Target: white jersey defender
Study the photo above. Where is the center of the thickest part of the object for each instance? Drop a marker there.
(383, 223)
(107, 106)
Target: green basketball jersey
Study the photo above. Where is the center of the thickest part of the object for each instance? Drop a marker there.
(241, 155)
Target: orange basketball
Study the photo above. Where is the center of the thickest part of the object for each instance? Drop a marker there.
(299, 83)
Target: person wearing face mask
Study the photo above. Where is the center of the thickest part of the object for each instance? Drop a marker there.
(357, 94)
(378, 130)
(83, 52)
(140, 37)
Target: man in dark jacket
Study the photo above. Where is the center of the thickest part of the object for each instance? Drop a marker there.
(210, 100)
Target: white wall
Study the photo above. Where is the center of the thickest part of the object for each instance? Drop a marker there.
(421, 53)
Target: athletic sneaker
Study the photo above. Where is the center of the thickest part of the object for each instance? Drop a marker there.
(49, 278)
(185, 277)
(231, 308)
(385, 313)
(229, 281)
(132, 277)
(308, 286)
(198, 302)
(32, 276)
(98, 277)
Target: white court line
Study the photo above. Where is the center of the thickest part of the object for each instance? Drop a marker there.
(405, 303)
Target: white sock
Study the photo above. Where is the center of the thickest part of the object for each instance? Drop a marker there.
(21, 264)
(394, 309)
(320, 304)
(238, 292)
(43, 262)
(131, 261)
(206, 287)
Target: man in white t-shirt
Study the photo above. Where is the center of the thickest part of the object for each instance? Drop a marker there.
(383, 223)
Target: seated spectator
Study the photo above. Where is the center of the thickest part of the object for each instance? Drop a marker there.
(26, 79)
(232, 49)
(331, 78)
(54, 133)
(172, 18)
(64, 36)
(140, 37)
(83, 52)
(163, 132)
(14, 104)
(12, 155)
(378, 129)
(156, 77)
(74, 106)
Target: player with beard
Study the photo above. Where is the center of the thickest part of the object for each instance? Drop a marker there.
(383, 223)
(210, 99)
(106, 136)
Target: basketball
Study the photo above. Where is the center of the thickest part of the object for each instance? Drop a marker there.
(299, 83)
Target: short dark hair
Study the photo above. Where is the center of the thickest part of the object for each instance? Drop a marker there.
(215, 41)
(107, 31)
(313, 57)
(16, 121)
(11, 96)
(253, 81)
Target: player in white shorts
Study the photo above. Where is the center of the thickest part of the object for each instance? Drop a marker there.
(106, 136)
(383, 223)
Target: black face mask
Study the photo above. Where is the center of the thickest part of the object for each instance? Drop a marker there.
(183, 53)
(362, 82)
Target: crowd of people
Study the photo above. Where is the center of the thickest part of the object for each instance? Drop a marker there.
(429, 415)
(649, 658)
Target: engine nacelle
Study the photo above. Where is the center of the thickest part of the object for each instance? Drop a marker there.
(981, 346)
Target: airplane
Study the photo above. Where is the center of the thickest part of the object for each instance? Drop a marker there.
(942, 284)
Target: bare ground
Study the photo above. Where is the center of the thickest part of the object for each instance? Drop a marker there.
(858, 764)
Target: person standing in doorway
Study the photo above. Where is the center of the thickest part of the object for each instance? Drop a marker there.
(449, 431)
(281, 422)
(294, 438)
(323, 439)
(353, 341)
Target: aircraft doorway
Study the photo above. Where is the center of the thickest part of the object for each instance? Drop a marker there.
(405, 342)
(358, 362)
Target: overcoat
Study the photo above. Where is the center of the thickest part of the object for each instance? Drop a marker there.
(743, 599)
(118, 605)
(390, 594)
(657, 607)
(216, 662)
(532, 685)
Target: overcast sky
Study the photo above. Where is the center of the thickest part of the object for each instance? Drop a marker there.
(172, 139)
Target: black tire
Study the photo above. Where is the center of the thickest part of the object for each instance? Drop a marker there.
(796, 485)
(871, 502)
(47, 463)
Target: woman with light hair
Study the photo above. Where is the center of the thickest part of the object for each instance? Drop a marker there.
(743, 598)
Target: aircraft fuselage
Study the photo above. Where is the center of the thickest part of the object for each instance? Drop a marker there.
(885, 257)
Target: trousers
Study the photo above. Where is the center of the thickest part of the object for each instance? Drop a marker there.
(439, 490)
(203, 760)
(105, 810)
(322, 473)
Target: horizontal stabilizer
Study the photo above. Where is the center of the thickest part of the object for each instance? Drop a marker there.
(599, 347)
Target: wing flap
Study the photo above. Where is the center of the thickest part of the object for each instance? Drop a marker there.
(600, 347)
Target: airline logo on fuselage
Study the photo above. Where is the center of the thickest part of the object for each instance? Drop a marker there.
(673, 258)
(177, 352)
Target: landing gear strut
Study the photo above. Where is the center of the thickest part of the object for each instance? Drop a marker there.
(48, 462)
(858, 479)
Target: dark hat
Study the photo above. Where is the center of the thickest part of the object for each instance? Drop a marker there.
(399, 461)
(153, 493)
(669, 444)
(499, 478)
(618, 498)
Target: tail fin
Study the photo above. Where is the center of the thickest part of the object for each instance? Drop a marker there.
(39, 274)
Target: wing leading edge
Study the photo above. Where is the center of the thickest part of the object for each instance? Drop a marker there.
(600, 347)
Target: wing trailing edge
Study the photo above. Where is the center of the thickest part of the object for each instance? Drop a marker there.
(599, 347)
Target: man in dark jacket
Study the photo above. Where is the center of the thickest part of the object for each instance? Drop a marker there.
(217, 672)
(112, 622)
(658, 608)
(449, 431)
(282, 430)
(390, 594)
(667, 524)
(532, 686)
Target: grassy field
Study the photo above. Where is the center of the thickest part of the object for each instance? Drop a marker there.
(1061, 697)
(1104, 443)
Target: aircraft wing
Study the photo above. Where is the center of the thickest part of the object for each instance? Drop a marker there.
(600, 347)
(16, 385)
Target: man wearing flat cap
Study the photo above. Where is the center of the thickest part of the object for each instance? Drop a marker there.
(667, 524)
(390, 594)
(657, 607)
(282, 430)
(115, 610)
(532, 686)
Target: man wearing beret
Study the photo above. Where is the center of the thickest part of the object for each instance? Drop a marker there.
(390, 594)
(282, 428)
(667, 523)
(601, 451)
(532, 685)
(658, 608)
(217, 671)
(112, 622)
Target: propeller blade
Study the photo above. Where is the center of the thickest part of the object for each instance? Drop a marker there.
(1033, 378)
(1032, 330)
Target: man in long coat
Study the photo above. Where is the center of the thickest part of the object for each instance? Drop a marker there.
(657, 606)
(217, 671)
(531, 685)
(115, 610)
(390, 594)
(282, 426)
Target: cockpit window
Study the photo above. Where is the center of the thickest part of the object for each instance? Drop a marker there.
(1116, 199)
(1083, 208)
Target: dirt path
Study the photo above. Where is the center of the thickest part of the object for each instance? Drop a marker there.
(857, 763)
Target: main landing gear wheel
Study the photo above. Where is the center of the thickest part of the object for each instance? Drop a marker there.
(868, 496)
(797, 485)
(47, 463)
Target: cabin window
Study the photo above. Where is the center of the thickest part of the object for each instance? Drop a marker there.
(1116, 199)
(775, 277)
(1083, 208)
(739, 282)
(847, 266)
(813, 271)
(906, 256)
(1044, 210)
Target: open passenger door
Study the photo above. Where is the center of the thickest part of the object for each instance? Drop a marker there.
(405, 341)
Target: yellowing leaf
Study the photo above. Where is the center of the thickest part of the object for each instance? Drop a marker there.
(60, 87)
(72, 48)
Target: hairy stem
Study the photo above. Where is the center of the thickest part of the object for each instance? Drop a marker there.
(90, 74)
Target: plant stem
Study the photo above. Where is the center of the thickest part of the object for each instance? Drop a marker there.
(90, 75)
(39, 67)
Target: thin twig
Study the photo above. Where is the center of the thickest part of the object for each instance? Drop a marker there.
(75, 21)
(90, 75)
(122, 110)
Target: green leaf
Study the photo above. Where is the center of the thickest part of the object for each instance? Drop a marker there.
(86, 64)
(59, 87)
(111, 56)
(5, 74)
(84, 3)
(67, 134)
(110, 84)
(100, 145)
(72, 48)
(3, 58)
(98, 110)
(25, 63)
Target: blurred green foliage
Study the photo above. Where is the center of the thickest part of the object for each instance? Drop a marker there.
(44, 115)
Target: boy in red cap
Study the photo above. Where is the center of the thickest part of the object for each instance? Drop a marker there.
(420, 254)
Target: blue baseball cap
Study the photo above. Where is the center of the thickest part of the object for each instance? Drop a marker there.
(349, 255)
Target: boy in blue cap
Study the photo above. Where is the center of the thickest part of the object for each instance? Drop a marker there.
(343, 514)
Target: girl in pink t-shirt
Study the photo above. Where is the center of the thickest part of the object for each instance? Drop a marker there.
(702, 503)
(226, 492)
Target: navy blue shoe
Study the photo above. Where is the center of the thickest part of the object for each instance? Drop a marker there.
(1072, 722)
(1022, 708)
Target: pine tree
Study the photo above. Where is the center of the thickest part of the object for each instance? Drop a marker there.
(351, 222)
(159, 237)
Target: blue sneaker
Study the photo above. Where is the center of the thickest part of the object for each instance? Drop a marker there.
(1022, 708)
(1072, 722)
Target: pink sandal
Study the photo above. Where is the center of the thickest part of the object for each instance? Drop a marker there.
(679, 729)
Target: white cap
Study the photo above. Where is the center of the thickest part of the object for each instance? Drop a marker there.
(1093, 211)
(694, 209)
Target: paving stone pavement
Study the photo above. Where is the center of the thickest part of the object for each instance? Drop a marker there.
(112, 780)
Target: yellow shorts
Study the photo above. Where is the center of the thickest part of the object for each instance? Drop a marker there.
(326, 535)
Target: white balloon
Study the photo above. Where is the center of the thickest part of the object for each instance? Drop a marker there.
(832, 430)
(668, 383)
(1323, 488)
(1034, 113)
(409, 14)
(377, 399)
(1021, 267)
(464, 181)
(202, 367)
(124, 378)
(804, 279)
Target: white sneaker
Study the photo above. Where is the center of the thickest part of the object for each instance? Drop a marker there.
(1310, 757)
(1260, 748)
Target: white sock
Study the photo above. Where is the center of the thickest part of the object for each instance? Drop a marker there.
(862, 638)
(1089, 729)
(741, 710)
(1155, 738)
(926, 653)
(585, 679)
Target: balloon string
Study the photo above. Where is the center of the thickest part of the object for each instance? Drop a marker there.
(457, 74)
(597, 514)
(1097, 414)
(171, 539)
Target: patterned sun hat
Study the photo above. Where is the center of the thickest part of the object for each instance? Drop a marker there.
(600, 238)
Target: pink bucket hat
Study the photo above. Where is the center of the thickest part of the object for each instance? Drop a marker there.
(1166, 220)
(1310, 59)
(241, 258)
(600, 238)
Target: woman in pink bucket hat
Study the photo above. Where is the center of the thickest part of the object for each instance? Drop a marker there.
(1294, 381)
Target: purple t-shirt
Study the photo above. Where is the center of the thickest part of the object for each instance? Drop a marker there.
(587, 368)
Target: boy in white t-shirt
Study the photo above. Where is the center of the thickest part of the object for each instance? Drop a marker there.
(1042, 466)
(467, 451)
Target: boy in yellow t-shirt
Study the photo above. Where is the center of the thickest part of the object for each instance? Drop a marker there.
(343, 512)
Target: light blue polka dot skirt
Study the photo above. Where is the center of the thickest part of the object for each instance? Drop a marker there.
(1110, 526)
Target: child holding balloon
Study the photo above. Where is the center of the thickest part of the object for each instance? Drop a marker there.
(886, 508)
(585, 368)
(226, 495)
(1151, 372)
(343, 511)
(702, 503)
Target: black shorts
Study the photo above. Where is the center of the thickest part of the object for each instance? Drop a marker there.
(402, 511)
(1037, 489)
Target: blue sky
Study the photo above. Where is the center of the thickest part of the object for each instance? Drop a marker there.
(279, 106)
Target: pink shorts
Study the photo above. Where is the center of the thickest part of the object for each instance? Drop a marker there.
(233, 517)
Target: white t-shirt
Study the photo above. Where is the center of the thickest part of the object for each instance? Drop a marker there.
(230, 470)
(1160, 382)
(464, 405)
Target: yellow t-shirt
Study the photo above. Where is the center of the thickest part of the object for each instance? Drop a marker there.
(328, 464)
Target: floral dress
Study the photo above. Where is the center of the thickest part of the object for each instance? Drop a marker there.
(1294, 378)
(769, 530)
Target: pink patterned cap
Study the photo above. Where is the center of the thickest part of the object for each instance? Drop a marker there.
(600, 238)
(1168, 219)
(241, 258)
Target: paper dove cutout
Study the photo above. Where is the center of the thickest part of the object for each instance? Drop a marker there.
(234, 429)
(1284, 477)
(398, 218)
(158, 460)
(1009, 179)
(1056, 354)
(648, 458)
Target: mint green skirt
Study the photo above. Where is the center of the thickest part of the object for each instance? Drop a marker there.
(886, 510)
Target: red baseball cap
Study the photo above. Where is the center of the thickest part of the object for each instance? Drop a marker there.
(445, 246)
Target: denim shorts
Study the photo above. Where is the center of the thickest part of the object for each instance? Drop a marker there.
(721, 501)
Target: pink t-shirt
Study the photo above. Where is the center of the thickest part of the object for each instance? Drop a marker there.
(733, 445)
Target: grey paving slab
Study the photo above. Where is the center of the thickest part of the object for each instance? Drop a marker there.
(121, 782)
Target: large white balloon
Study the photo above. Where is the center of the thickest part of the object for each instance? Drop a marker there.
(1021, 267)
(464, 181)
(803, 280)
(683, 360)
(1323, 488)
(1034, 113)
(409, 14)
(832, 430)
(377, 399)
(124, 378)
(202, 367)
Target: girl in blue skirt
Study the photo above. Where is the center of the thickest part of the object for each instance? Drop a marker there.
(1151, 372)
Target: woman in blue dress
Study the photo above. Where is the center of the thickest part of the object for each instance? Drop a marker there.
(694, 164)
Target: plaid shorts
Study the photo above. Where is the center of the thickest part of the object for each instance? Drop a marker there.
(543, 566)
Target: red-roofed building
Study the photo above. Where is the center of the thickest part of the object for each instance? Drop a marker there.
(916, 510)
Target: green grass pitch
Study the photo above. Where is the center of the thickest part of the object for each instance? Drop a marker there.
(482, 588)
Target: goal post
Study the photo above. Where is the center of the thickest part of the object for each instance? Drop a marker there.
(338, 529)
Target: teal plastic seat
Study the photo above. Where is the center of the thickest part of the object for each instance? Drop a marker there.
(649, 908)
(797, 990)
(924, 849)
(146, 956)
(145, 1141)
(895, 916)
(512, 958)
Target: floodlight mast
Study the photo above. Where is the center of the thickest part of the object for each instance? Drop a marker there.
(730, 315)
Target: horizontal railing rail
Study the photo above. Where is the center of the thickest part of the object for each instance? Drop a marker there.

++++++++

**WHAT YOU NEED TO DO**
Quote, without any change, each line from the one that contains "Target: woman in blue dress" through the end of the material.

**RESPONSE TO THE TASK**
Target: woman in blue dress
Study the photo above. Where is the center of the thickest part of the object for each instance? Drop a marker there.
(694, 164)
Target: plaid shorts
Study the photo above. Where is the center of the thickest part of the object for each instance? Drop a marker there.
(543, 566)
Target: red-roofed building
Study the photo above. Where is the center of the thickest part of the object for each instance? Drop a marker there.
(916, 510)
Target: green grass pitch
Study the photo above. Where is the center of the thickest part of the object for each instance? Drop a marker there.
(482, 588)
Target: goal post
Study the photo above. Where is the center of the thickest part of the object for each instance? Drop a marker there.
(338, 529)
Target: teal plastic seat
Study the photo above. Where is the center of the thickest part of the object for each instance? Drop a marker there.
(649, 908)
(797, 990)
(924, 849)
(146, 956)
(145, 1141)
(895, 916)
(512, 958)
Target: floodlight mast
Study the photo above. Where is the center of the thickest part of the object for each instance? Drop a marker there.
(730, 315)
Target: horizontal railing rail
Study the photo above. Where is the center of the thickest part of the object for each instance? Drop a marker there.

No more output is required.